[<prev] [next>] [thread-next>] [day] [month] [year] [list]
Message-Id: <20201019182853.7467-1-gpiccoli@canonical.com>
Date: Mon, 19 Oct 2020 15:28:53 -0300
From: "Guilherme G. Piccoli" <gpiccoli@...onical.com>
To: linux-mm@...ck.org
Cc: kernel-hardening@...ts.openwall.com,
linux-hardening@...r.kernel.org,
linux-security-module@...r.kernel.org, gpiccoli@...onical.com,
kernel@...ccoli.net, cascardo@...onical.com,
Alexander Potapenko <glider@...gle.com>,
James Morris <jamorris@...ux.microsoft.com>,
Kees Cook <keescook@...omium.org>,
Michal Hocko <mhocko@...e.cz>,
Mike Kravetz <mike.kravetz@...cle.com>
Subject: [PATCH] mm, hugetlb: Avoid double clearing for hugetlb pages
Commit 6471384af2a6 ("mm: security: introduce init_on_alloc=1 and init_on_free=1
boot options") introduced the option for clearing/initializing kernel
pages on allocation time - this can be achieved either using a parameter
or a Kconfig setting. The goal for the change was a kernel hardening measure.
Despite the performance degradation with "init_on_alloc" is considered
low, there is one case in which it can be noticed and it may impact
latency of the system - this is when hugetlb pages are allocated.

● Records supplied
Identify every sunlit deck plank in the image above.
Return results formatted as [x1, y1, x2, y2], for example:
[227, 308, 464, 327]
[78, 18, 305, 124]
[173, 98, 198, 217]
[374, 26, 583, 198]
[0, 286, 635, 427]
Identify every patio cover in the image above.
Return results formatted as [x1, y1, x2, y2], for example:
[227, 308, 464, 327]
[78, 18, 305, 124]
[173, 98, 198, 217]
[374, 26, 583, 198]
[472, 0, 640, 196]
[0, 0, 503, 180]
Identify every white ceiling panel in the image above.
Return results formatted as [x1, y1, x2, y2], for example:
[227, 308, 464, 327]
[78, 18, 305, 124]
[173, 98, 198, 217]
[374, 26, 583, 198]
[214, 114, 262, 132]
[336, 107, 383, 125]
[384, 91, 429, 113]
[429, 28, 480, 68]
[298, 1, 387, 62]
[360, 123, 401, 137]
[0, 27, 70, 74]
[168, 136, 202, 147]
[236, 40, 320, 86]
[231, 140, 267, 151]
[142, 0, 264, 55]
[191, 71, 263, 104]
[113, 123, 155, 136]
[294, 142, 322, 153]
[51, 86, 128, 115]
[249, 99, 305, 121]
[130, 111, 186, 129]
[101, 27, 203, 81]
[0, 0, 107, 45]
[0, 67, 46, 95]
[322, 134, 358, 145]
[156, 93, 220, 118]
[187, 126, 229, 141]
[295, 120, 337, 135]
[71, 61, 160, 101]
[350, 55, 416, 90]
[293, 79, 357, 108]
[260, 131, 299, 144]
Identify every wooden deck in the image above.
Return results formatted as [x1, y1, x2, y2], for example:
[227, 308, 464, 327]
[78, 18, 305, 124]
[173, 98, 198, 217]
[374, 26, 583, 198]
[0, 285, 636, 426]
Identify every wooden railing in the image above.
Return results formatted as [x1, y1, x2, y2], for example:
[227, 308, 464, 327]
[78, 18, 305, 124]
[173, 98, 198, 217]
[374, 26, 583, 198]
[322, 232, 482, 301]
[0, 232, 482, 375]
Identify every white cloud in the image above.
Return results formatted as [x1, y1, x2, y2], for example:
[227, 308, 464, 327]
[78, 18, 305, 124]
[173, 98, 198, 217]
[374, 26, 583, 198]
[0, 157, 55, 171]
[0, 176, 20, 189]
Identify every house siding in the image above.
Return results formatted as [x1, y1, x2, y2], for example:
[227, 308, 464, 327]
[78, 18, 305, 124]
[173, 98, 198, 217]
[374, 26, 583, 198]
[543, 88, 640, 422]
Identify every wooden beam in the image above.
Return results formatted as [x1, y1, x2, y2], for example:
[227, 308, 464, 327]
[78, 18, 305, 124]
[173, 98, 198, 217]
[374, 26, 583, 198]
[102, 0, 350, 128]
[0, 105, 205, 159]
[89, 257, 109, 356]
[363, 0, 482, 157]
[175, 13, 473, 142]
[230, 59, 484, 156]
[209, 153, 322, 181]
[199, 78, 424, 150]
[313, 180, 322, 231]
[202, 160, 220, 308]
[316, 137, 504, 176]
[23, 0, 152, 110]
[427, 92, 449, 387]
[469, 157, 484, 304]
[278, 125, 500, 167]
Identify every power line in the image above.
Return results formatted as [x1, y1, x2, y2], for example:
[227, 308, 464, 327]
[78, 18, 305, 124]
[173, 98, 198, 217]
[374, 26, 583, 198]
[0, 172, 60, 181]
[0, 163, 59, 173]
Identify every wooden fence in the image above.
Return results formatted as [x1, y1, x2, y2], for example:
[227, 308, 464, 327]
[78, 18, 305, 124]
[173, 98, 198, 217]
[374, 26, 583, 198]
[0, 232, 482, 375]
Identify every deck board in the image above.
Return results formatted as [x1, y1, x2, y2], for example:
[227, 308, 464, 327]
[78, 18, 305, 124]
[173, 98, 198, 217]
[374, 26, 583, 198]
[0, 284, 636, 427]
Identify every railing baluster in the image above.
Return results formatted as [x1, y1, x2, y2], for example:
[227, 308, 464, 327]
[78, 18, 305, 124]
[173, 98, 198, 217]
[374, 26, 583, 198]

● To be done
• 1. Rewrite the paragraph of the hugetlb patch email that begins "Commit 6471384af2a6" as a short bulleted list, keeping its main facts.
• 2. Translate this sentence from the hugetlb patch email into Spanish: "The goal for the change was a kernel hardening measure."
• 3. Extend the hugetlb patch email, picking up right after its last sentence.
The entries were taken from a different source than the patch email.

● Written responses
• 1.
- Commit 6471384af2a6 ("mm: security: introduce init_on_alloc=1 and init_on_free=1 boot options") added an option to clear or initialize kernel pages at allocation time.
- The option can be turned on with a parameter or a Kconfig setting.
- It was meant as a kernel hardening measure.
- The performance cost of "init_on_alloc" is considered low. It can still be noticed and can affect system latency when hugetlb pages are allocated.

• 2. El objetivo del cambio era una medida de refuerzo de la seguridad del kernel.

• 3.
Those pages are meant to be used by userspace *only* (differently of THP,
for example). In allocation time for hugetlb, their component pages go
through the initialization/clearing process in
prep_new_page()
kernel_init_free_pages()
and, when used in userspace mappings, the hugetlb are _again_ cleared;
I've checked that in practice by running the kernel selftest[0] for
hugetlb mapping - the pages go through clear_huge_pages() on page
fault [ see hugetlb_no_page() ].
This patch proposes a way to prevent this resource waste by skipping
the page initialization/clearing if the page is a component of hugetlb
page (even if "init_on_alloc" or the respective Kconfig are set).
The performance improvement measured in [1] demonstrates that it is
effective and bring the hugetlb allocation time to the same level as
with "init_on_alloc" disabled. Despite we've used sysctl to allocate
hugetlb pages in our tests, the same delay happens in early boot time
when hugetlb parameters are set on kernel cmdline (and "init_on_alloc"
is set).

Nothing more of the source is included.